Exercise 1 →
Answer these questions from the tip-data tutorial:
(a) What approximate correlation coefficient does it report between total_bill and tip?
(b) Which group does it identify as having the highest tip percentage?
(c) How many bins does the total bill histogram use?
Exercise 2 → Rewrite the passage of the tip-data tutorial starting at "fig, axes = plt.subplots(1, 3, figsize=(15, 4))" and ending at "axes[1].set_title('Tip Distribution')", substituting "navy" for "steelblue".

Statistical analysis — let the numbers speak

Core statistical metrics

# Tip statistics grouped by gender
tips.groupby('sex')[['total_bill', 'tip', 'tip_pct']].agg(['mean', 'median', 'std'])

# Group by day
day_stats = tips.groupby('day')[['total_bill', 'tip']].agg(['mean', 'count'])
print(day_stats)

Cross analysis

# Pivot table: average tip percentage by gender and smoker status
pivot = tips.pivot_table(
    values='tip_pct',
    index='sex',
    columns='smoker',
    aggfunc='mean'
).round(2)

print("Tip percentage (%):")
print(pivot)

Example output:

smoker	No	Yes
Female	15.69	18.22
Male	16.07	15.28

Finding: Female smokers have the highest tip percentage, while male smokers have the lowest.

Correlation analysis

# Correlation coefficients for numeric columns
numeric_cols = ['total_bill', 'tip', 'size', 'tip_pct', 'per_person']
corr_matrix = tips[numeric_cols].corr().round(3)
print(corr_matrix)

Key findings:

total_bill and tip are positively correlated (about 0.68) → the more you spend, the more tip you leave
total_bill and tip_pct are negatively correlated (about -0.09) → as spending increases, the tip percentage slightly decreases
size and total_bill are positively correlated (about 0.60) → the larger the party, the higher the spending

A beginner-friendly analysis order to remember

When doing EDA, a safer order is usually:

First look at single-variable distributions
Then look at counts of categorical variables
Then look at relationships between two variables
Finally do combined analysis and multi-dimensional comparisons

This is often easier to follow than jumping directly into complex facet plots at the beginning.

Visual exploration — let the data speak

Numeric distributions

fig, axes = plt.subplots(1, 3, figsize=(15, 4))

# Total bill distribution
axes[0].hist(tips['total_bill'], bins=20, color='steelblue', edgecolor='white')
axes[0].set_title('Total Bill Distribution')
axes[0].set_xlabel('Amount (USD)')
axes[0].set_ylabel('Frequency')

# Tip distribution
axes[1].hist(tips['tip'], bins=20, color='coral', edgecolor='white')
axes[1].set_title('Tip Distribution')

[Dataset entries]
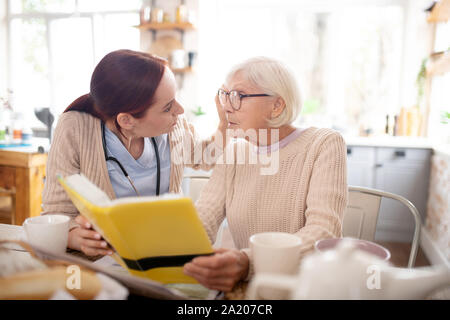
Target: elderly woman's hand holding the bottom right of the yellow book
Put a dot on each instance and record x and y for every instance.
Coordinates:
(220, 271)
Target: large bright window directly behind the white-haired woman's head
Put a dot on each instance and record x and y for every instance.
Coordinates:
(346, 57)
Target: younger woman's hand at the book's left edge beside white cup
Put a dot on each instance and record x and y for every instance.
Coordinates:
(88, 241)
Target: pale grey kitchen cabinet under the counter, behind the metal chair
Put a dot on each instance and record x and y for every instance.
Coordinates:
(403, 171)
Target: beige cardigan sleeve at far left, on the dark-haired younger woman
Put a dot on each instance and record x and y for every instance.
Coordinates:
(63, 159)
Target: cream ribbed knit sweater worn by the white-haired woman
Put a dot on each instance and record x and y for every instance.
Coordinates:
(306, 197)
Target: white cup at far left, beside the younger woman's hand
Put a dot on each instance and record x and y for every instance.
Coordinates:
(49, 232)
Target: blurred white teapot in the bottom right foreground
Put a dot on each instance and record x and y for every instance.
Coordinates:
(350, 273)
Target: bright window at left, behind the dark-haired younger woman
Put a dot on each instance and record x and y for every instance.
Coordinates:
(55, 44)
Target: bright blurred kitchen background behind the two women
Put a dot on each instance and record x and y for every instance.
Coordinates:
(378, 71)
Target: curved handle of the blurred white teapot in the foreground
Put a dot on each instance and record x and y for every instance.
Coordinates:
(272, 281)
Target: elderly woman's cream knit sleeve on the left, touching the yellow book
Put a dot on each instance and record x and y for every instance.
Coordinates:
(211, 203)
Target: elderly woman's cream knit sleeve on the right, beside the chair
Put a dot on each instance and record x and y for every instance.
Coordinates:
(327, 196)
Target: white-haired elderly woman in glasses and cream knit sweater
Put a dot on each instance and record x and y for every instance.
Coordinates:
(305, 196)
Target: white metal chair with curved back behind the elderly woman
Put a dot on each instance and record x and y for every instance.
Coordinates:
(361, 214)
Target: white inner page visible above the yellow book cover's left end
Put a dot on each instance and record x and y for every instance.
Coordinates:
(88, 190)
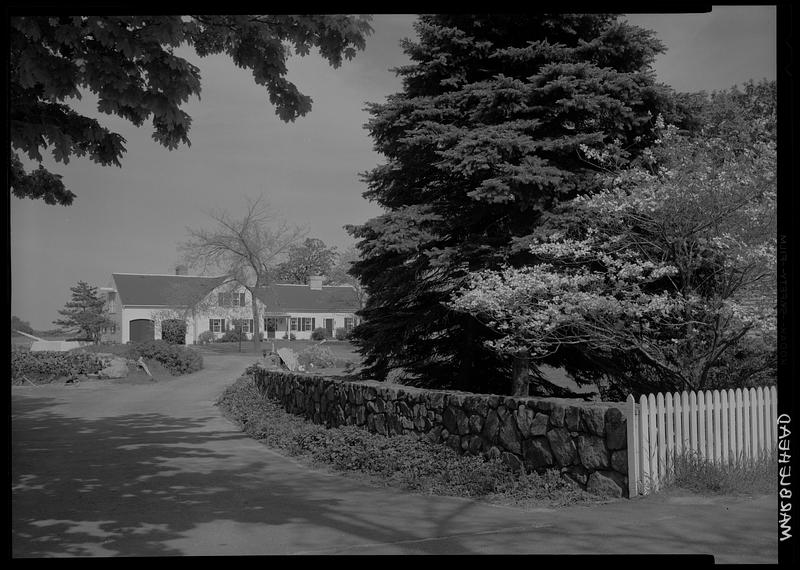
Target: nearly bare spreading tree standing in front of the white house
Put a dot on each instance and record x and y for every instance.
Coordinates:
(247, 249)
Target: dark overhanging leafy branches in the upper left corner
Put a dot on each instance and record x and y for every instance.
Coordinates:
(129, 62)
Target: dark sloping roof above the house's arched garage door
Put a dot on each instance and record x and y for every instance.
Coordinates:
(164, 290)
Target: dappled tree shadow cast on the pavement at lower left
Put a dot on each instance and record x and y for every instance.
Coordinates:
(139, 484)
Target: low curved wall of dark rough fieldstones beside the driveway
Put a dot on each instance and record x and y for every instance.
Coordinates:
(586, 440)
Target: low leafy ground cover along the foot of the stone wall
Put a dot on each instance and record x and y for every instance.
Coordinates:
(401, 461)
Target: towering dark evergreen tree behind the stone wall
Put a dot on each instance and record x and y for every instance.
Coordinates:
(482, 142)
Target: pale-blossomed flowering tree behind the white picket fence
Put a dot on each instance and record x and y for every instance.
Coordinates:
(658, 279)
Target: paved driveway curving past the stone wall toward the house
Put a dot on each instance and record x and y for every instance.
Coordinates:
(154, 470)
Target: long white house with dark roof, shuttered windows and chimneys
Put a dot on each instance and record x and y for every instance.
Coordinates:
(139, 303)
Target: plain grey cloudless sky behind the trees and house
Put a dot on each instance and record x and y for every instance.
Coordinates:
(131, 219)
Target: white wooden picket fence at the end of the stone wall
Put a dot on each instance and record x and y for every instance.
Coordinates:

Exercise result 1 →
(a) About 0.68
(b) Female smokers
(c) 20

Exercise result 2 →
fig, axes = plt.subplots(1, 3, figsize=(15, 4))

# Total bill distribution
axes[0].hist(tips['total_bill'], bins=20, color='navy', edgecolor='white')
axes[0].set_title('Total Bill Distribution')
axes[0].set_xlabel('Amount (USD)')
axes[0].set_ylabel('Frequency')

# Tip distribution
axes[1].hist(tips['tip'], bins=20, color='coral', edgecolor='white')
axes[1].set_title('Tip Distribution')